DATA ROWS start

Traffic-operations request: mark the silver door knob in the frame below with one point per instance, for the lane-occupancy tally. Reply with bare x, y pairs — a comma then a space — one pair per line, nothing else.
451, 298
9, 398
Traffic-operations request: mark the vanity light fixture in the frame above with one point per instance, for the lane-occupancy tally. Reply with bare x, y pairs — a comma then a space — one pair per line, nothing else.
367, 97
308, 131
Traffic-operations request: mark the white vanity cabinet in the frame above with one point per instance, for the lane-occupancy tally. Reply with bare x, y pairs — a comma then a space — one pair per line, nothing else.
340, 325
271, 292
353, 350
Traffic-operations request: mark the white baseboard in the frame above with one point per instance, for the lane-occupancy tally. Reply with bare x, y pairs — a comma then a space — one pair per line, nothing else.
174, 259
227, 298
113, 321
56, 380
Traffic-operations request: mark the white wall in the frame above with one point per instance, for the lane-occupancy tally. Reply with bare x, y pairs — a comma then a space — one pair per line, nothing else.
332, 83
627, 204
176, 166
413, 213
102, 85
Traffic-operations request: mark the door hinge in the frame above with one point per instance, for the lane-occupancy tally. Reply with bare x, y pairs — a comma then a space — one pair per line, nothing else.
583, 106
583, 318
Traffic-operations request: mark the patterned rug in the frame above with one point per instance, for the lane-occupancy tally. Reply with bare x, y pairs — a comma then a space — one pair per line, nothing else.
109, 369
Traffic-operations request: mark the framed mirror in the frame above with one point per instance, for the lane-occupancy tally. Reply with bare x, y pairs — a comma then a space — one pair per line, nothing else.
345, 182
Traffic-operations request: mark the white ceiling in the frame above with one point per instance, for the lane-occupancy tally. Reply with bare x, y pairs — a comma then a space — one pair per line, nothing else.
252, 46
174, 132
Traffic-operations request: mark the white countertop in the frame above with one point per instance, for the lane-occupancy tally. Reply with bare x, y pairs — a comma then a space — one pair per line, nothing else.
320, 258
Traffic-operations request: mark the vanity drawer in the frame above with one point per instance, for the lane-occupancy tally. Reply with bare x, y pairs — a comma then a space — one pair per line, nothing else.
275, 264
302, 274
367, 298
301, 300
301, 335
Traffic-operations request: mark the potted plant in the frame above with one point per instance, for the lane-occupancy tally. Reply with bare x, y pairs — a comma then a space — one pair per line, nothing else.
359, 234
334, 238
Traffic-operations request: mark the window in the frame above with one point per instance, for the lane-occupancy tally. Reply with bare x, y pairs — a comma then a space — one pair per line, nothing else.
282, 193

DATA ROWS end

TASK BRIEF - Convert the items above, from the line with "Traffic-operations request: mark the vanity drawer" up to and including the final line, into a numbered list, skipping any blank lines.

CORRECT RESPONSE -
1. Traffic-operations request: mark the vanity drawer in the frame above with one point per instance, for the lane-occupancy tally. Reply with bare x, y pairs — a comma then a space — one pair per line, nothing else.
2. 275, 264
3. 302, 274
4. 367, 298
5. 301, 300
6. 301, 335
7. Traffic-operations request: mark the potted plant in the frame above with one point per instance, for the lane-occupancy tally. Reply with bare x, y pairs — a comma then a space — one pair per line, nothing else.
8. 359, 234
9. 334, 238
10. Traffic-operations request: mark the window in the frame above with one point per instance, for the lane-occupancy tally. Reply with bare x, y pairs — a comma then a space — one pair per line, nothing else.
11. 282, 193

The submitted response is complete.